### PROBLEMS TO SOLVE
1 - In the forum thread on fitting Smith I/O goggles with helmets, which helmet does qwezxc12 say the I/Os fit fine with?
2 - Continue the forum thread on fitting Smith I/O goggles with helmets, picking up after the last post shown.

### PASSAGE
# Helment with Smith I/O goggles



## judoant (Jan 18, 2010)

my buddy has them with the Giro G10. It looks good. No gap


----------



## TorpedoVegas (Dec 25, 2011)

I use them with a Red Mutiny and they seem fine... Just take them to the store with you and try on some helmets


----------



## qwezxc12 (Oct 24, 2010)

I/Os fit fine with my Smith Maze helmet. So did Phenoms.


----------



## Chandler789 (Oct 7, 2012)

TorpedoVegas said:


> I use them with a Red Mutiny and they seem fine... Just take them to the store with you and try on some helmets


I reside in Birmingham, AL so there are limited store options unfortunately...

--

I know all the Smith Helmets will work quite well, I just went ahead and bought a Vantage and a Voyage for my girl friend. She needs goggles though, any suggestion minus buying another pair of the I/Os?


----------



## Tarzanman (Dec 20, 2008)

Chandler789 said:


> I reside in Birmingham, AL so there are limited store options unfortunately...

### DATA EXCERPTS
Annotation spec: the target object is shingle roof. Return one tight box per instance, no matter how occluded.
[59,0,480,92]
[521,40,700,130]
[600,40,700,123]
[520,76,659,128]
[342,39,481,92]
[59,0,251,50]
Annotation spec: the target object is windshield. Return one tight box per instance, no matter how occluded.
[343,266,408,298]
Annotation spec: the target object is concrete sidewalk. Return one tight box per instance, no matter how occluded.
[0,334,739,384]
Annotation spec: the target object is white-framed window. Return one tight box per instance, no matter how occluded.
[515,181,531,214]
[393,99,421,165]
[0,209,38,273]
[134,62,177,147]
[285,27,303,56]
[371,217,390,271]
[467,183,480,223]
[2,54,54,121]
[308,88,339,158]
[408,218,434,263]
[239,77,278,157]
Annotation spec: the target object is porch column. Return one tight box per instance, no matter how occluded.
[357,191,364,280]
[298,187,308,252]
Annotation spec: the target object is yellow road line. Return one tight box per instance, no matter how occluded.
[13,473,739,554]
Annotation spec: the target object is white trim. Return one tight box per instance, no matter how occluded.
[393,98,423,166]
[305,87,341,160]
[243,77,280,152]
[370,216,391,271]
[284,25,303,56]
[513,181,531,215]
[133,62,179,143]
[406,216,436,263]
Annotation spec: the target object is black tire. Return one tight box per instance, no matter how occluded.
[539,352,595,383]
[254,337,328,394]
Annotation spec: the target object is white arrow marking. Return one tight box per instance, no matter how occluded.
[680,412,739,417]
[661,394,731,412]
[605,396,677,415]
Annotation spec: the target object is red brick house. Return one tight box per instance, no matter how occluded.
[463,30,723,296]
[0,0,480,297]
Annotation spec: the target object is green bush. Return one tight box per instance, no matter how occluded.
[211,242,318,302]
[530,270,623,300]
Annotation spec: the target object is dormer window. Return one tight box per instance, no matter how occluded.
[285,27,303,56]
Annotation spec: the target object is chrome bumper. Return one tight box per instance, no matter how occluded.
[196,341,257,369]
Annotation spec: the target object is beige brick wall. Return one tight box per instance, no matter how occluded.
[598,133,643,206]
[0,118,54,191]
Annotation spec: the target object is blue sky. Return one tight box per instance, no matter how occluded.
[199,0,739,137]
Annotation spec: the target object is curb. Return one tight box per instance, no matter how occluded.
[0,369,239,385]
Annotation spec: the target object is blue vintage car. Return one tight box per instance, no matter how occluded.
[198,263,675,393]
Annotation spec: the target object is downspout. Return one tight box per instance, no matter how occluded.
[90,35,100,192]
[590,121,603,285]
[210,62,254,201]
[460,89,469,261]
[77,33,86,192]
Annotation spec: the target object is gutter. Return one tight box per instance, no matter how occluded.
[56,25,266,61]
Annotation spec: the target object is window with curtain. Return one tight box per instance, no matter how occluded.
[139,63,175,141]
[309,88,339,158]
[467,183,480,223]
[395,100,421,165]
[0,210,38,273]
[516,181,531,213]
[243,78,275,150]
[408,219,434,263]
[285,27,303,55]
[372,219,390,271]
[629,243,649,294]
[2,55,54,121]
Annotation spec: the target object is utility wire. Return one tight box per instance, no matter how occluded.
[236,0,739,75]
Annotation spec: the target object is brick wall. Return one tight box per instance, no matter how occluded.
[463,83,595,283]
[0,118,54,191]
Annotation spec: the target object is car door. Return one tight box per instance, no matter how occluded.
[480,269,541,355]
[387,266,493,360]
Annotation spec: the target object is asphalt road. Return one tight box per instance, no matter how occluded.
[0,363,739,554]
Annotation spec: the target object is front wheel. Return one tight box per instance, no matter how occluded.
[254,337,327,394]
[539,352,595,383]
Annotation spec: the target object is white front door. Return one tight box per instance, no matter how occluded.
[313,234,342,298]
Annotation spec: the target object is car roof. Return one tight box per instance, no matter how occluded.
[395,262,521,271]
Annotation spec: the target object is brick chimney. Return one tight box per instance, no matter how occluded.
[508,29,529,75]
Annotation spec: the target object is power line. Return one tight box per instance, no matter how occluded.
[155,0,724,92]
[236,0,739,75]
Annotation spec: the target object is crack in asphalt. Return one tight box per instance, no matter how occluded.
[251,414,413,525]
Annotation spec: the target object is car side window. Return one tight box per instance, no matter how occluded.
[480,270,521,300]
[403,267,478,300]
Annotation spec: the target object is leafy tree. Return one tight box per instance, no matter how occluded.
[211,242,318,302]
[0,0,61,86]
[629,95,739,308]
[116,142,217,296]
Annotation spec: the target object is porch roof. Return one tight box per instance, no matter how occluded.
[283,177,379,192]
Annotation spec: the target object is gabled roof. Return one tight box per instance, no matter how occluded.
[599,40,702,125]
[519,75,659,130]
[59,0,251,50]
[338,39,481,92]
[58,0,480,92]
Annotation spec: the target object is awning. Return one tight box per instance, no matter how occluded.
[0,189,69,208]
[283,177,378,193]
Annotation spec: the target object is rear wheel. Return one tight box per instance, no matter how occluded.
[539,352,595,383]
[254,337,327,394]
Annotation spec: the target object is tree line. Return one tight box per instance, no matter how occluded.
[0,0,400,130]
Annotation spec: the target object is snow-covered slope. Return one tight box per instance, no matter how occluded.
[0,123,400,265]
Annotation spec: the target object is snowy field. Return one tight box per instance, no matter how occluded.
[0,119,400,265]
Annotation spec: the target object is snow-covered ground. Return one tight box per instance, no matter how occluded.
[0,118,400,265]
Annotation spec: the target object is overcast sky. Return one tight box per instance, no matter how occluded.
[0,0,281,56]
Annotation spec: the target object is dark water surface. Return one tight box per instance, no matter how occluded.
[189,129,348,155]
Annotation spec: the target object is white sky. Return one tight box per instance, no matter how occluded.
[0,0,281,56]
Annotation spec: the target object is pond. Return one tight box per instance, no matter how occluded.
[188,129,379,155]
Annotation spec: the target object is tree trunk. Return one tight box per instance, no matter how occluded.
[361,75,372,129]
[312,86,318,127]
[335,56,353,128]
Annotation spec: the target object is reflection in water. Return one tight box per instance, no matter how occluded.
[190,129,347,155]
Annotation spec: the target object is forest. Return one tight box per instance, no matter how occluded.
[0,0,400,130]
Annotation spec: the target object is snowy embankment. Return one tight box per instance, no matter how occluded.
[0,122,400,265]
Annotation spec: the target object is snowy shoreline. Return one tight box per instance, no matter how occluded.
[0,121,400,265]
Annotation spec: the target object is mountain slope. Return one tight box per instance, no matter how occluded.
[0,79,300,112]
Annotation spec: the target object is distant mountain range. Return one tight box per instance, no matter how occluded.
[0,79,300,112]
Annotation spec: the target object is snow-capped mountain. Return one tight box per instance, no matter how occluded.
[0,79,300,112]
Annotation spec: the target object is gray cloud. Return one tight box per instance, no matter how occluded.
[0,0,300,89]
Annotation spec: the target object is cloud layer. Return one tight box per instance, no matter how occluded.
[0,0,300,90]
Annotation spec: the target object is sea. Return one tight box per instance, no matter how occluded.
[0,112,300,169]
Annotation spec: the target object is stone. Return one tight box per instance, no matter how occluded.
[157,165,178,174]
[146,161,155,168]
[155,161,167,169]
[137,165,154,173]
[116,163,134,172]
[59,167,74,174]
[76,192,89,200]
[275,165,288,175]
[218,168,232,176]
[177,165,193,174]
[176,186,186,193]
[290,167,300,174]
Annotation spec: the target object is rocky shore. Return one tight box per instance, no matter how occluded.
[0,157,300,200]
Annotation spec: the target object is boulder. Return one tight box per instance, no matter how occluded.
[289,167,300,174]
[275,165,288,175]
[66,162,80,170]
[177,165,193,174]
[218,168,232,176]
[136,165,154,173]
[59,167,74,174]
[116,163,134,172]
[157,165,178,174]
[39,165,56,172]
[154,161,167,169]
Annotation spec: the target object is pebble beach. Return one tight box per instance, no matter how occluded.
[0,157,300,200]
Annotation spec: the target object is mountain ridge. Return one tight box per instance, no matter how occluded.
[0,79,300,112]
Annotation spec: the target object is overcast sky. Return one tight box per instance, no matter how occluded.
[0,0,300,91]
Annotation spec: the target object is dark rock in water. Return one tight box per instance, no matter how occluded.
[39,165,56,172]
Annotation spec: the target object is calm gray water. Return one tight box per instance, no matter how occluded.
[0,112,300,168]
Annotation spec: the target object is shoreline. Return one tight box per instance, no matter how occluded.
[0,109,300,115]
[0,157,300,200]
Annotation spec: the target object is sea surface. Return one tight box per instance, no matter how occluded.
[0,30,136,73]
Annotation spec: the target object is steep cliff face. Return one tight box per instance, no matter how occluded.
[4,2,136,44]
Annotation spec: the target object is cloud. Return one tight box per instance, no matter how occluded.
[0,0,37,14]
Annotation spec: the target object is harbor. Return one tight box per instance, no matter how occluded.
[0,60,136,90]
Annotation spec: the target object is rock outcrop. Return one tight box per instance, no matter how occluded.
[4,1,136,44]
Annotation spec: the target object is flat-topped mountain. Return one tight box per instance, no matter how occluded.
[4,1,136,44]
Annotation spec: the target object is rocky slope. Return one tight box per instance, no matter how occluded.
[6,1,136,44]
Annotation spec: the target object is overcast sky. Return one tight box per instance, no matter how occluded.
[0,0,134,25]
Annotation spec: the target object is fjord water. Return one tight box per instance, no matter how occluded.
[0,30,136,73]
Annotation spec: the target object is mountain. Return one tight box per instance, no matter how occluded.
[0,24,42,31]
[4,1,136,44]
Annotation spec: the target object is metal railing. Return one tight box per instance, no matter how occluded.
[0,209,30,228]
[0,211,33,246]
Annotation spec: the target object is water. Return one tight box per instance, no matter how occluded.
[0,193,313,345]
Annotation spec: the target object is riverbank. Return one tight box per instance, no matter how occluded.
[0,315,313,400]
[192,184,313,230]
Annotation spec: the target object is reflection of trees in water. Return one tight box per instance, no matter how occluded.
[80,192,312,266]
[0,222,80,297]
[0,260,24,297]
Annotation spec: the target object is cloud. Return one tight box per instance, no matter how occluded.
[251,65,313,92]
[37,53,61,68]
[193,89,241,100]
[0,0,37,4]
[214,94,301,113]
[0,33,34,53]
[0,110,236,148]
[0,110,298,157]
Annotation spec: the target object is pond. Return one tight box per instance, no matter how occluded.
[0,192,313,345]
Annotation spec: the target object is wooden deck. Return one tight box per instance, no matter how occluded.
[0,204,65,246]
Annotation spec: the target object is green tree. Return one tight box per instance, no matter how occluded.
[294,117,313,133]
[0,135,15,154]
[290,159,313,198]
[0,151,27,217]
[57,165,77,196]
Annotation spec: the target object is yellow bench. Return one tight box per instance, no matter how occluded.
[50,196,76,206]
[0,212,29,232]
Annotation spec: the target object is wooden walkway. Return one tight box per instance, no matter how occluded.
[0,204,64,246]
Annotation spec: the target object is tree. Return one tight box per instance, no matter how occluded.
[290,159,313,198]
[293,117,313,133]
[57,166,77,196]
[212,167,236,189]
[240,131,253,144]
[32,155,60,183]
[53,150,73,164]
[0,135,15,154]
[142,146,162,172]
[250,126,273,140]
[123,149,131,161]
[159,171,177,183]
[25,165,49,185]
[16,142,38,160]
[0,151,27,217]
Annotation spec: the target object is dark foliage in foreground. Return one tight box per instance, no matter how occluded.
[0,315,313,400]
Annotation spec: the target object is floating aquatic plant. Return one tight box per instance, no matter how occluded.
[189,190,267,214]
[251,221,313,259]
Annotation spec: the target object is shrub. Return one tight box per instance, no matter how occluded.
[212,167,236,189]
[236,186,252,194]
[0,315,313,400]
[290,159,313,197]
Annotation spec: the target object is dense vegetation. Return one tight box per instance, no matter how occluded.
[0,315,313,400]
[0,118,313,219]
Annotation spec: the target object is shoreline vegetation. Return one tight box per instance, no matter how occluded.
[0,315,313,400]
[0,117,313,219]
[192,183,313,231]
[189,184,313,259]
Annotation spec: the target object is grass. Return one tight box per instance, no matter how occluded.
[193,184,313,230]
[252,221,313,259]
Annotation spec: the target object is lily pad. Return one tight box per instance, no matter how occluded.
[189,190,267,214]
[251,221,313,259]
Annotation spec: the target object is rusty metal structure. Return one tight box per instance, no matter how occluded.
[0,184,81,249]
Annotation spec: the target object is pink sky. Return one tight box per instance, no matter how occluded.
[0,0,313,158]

### OUTPUTS FOR THE TASKS
1 - The Smith Maze helmet.

2 -
> 
> --
> 
> I know all the Smith Helmets will work quite well, I just went ahead and bought a Vantage and a Voyage for my girl friend. She needs goggles though, any suggestion minus buying another pair of the I/Os?


She should really try a bunch on herself to make sure that they fit properly without huge gaps (people have different face contours).

If you want to stay with smith, then the Phenoms or Virtues are worth a look.

If I were to buy two different goggles than the two that I already have (I/O, Phenom) then I would probably get some Oakley Splice and Anon Hawkeye.

Do you ever make it up to Atlanta ? Believe it or not, we have a pretty decent snow gear selection.


----------



## hikeswithdogs (Sep 23, 2011)

Should fit fine with any\all Smith helmets


----------



## Chandler789 (Oct 7, 2012)

Tarzanman said:


> She should really try a bunch on herself to make sure that they fit properly without huge gaps (people have different face contours).
> 
> If you want to stay with smith, then the Phenoms or Virtues are worth a look.
> 
> ...


I only go to Atlanta about two or three times a year. I will keep that in mind next time I am in town. Is it much more pricey then online?

I realize she should be trying them on, but she is on her way to Florida until right about Christmas, so there is not much time. She had been putting it off and now I am just 'gifting' her the items.

Thanks for the recommendations though, I appreciate it!


----------



## Treegreen (Mar 16, 2012)

Chandler789 said:


> I was wondering if anyone has t he Smith I/O goggles, and is currently using them with a helmet other then the vantage helmet. I am looking for a match that will be most comfortable/ fit the wider goggles...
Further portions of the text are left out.